» **Aim of the task**: Each line from the one holding "Question. Put a dot on every instance of the sign" to the end of the data below must be output verbatim, with no other lines.
[[ Listed entries open ]]
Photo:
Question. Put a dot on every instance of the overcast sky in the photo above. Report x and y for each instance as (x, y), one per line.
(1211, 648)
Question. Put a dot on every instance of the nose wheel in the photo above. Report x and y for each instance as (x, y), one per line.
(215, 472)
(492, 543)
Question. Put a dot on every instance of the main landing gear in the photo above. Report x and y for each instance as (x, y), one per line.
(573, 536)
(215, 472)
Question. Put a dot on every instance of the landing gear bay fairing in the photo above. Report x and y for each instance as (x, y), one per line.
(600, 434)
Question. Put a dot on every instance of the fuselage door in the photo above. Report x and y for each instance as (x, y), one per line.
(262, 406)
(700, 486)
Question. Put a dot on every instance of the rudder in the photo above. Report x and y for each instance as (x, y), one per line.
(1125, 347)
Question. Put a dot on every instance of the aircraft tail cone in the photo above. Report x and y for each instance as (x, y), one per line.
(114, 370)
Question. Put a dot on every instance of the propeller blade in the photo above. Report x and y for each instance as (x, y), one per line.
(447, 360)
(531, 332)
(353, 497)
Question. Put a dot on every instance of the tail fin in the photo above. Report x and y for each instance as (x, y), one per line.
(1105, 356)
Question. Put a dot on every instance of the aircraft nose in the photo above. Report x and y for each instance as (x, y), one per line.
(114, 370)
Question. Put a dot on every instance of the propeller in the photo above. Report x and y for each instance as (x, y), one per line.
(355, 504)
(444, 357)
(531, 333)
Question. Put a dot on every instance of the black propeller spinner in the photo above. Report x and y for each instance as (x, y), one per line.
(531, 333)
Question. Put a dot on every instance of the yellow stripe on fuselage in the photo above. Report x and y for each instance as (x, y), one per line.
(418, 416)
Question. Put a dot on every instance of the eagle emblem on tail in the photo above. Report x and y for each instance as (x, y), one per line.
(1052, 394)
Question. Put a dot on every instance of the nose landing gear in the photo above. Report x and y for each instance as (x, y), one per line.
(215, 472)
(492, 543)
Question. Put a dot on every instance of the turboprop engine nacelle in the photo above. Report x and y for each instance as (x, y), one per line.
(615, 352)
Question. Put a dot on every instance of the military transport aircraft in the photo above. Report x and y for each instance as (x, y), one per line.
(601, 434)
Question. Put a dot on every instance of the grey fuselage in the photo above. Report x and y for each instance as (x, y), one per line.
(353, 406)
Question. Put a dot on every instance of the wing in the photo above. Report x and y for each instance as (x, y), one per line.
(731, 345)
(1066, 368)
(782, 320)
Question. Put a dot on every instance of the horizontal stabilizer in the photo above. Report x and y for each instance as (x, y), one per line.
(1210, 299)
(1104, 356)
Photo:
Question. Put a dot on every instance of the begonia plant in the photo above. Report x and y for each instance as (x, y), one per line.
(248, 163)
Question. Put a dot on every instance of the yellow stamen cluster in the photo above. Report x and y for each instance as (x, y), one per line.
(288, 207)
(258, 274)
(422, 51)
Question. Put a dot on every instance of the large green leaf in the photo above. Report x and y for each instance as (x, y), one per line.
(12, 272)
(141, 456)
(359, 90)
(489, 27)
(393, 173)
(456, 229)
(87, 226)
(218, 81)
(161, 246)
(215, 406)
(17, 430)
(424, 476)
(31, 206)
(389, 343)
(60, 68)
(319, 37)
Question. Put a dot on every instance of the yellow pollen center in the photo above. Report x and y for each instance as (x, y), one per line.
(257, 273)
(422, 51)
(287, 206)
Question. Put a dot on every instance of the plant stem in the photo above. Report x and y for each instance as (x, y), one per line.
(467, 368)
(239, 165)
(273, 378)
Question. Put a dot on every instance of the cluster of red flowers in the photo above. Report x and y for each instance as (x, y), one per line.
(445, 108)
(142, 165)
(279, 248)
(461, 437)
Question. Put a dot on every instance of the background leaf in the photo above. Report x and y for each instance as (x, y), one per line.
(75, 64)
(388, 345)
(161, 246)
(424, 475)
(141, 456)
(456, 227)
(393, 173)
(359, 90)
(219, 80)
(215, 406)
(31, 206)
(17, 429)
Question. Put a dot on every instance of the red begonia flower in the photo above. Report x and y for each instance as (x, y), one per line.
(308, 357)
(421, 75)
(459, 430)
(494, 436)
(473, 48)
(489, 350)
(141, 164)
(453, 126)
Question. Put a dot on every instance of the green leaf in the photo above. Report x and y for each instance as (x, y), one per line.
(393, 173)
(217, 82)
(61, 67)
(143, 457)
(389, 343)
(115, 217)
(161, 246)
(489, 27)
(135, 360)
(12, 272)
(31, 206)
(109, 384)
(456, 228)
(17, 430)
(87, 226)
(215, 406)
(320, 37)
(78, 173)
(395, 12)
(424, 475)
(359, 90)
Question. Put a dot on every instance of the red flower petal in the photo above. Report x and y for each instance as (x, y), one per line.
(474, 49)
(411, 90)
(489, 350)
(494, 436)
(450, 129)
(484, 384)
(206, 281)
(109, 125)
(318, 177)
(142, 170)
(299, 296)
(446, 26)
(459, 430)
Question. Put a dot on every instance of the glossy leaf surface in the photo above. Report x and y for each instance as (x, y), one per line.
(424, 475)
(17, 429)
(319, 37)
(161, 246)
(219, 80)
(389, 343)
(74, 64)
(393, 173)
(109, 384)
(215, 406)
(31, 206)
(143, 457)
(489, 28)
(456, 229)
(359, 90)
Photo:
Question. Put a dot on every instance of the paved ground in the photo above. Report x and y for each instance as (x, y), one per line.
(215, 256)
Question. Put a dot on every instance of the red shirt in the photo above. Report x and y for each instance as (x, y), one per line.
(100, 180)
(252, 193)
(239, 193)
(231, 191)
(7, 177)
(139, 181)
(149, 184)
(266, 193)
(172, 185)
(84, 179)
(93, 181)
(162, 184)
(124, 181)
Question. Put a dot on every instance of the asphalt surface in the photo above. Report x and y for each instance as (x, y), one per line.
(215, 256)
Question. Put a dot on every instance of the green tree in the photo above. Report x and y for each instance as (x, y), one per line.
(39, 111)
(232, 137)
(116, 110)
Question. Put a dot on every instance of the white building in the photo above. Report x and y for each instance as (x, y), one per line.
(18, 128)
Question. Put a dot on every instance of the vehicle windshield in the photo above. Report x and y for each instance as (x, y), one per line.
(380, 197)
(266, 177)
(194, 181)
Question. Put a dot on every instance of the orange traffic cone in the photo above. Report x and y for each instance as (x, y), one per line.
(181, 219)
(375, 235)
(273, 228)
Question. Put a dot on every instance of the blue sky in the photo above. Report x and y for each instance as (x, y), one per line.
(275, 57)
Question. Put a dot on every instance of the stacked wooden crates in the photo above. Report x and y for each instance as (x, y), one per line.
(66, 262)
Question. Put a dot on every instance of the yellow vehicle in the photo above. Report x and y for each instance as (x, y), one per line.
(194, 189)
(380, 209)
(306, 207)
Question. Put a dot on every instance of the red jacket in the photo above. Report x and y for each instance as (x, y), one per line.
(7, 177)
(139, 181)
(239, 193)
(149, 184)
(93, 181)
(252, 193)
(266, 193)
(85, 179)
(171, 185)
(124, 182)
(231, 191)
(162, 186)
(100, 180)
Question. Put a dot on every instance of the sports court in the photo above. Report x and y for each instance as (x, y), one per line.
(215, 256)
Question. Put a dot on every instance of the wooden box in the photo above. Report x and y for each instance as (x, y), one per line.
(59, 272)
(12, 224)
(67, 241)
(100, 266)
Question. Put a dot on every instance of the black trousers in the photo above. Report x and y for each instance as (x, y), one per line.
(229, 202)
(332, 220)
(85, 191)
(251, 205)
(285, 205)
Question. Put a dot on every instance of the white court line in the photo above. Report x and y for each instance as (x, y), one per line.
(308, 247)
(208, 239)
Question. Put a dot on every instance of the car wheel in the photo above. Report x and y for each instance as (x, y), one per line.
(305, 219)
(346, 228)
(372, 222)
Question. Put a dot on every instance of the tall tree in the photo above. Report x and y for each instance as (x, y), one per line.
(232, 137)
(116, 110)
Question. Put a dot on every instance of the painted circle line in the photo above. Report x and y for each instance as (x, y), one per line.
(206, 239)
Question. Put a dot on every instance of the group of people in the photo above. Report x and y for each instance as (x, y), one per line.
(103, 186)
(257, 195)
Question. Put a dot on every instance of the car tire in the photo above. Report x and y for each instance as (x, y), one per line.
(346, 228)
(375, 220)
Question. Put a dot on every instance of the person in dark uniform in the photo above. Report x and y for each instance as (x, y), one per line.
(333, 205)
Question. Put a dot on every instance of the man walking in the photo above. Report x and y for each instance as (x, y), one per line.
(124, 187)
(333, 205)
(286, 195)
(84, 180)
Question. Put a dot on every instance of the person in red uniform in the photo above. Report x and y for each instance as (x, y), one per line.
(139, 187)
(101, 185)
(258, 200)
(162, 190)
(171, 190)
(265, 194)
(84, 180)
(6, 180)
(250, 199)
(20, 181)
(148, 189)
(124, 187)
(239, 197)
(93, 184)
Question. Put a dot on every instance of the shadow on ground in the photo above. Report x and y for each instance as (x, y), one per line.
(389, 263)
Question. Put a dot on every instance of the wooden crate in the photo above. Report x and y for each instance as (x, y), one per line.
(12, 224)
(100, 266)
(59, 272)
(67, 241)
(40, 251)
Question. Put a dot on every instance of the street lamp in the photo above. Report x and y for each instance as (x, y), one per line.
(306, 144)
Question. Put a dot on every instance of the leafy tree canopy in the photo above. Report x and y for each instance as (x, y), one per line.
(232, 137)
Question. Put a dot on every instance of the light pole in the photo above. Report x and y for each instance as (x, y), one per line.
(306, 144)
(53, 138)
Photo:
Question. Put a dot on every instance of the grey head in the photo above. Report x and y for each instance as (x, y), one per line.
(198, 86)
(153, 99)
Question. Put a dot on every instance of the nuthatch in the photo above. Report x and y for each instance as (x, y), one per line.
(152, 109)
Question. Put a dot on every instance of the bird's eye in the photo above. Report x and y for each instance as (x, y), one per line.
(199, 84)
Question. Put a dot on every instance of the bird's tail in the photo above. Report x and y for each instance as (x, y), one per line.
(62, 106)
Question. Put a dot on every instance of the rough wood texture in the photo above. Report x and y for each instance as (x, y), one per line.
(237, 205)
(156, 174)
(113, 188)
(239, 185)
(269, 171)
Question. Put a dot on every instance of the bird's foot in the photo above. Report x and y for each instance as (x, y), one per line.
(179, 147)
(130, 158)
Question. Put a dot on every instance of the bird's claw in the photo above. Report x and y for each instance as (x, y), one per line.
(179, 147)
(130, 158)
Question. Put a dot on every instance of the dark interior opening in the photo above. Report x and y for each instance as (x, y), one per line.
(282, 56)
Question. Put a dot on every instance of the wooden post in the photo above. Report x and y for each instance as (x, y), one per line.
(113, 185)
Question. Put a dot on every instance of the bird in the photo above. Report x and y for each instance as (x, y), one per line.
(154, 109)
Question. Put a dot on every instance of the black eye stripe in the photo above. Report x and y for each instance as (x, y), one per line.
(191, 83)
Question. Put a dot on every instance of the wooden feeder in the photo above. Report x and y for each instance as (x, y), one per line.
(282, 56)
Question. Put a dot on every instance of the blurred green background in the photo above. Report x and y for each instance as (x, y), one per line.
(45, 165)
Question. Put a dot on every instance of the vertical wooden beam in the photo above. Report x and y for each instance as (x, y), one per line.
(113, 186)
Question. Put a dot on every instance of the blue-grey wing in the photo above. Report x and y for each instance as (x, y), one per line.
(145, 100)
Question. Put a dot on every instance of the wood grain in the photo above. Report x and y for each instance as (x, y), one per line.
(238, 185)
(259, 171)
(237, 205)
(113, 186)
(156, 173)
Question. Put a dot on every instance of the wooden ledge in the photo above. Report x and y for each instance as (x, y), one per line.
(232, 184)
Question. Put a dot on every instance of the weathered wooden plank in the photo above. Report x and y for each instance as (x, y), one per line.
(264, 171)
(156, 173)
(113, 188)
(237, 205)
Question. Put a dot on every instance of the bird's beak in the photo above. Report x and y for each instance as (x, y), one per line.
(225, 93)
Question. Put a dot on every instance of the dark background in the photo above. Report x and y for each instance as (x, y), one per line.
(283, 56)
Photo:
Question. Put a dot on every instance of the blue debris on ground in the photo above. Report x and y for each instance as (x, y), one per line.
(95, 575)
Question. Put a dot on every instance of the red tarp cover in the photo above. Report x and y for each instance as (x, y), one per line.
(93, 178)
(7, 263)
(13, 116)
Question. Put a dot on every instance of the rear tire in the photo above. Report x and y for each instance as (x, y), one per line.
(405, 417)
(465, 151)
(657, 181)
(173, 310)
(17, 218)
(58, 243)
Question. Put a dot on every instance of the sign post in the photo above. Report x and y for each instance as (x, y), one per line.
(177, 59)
[[ Listed entries closed ]]
» **Task result**:
Question. Put a dot on every instance of the sign post in the photo above. Report x and y for each instance as (x, y), one per line.
(177, 59)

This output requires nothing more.